▶ _EXERCISE OBJECTIVE_
Copy out every one of the following lines word for word.

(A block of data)
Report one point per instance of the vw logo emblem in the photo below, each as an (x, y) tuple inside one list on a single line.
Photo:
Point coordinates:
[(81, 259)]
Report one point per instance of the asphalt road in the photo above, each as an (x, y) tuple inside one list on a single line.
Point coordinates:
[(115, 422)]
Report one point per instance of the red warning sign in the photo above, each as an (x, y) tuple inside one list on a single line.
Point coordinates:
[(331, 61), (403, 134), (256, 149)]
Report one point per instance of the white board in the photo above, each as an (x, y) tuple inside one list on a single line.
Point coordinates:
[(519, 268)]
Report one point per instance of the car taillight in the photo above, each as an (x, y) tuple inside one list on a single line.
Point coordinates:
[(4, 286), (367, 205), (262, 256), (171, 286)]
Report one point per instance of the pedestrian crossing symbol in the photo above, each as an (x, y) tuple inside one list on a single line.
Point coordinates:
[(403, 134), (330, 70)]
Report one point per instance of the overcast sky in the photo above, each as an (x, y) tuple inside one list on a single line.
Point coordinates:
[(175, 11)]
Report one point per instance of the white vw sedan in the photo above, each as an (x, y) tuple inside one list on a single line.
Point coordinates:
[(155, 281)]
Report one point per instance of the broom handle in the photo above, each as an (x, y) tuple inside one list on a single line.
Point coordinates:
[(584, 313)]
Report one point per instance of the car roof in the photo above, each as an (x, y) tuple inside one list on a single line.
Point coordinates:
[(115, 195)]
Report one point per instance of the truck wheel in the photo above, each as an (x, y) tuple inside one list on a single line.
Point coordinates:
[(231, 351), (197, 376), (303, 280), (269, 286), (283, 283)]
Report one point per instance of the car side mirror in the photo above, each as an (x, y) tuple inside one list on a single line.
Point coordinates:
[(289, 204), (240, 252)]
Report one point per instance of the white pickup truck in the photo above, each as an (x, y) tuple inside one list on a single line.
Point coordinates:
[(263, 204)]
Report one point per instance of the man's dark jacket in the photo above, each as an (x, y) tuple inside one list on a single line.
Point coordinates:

▶ _OUTPUT BELOW_
Report one point per instance of the vw logo emblem in the photo below, each as an (x, y) tuple inside one list on a single line.
Photo:
Point coordinates:
[(81, 259)]
Report one point per instance of the asphalt road in the photo above, each as an (x, y) tuple inside one list on a single line.
Point coordinates:
[(115, 422)]
Report one point per instance of the red warning sign in the photo above, each as an (x, y) tuple inside one list on a single line.
Point coordinates:
[(331, 61), (403, 134), (256, 149)]
Report one point per instance of the white board in the photo above, each as an (x, y) tuple inside one list on a single line.
Point coordinates:
[(519, 268)]
Report one point per instance of the car taillight in the photo above, each as an (x, y) tuple inside one list on a single line.
Point coordinates:
[(4, 286), (367, 205), (262, 256), (171, 286)]
Report one point per instance of the pedestrian crossing symbol in the photo above, each as an (x, y) tuple inside one list on a single line.
Point coordinates:
[(403, 134), (330, 70)]
Report one point per instance of the overcast sky in the photo above, each as an (x, y) tuple inside one list on a single line.
Point coordinates:
[(175, 11)]
Report one point per instance of the white vw sedan in the photo above, each as an (x, y) tuple inside one list on a single line.
Point coordinates:
[(155, 281)]
Report one point per instance of the broom handle in the photo above, each as an (x, y) tuple inside one list on a single line.
Point coordinates:
[(584, 313)]
Report one point per instance of the car roof in the photo above, each as an (x, y) tuple inside one list on a single line.
Point coordinates:
[(115, 195)]
Report one point per instance of the truck wheel in the photo above, each as an (x, y) tuple inside one list on a single line.
Point coordinates:
[(231, 351), (197, 376), (303, 280), (269, 286), (283, 283)]
Report one point per instance of the car side mirror in the photo above, each as an (x, y) tuple inside one list on a single line.
Point coordinates:
[(289, 204), (240, 252)]
Report one point per instance of the white pickup truck in the photo above, each as an (x, y) tuple inside one list on a single line.
Point coordinates:
[(263, 204)]
Report one point per instance of the man's dark jacket in the photo above, each as an (x, y) tuple inside one list on a single line.
Point coordinates:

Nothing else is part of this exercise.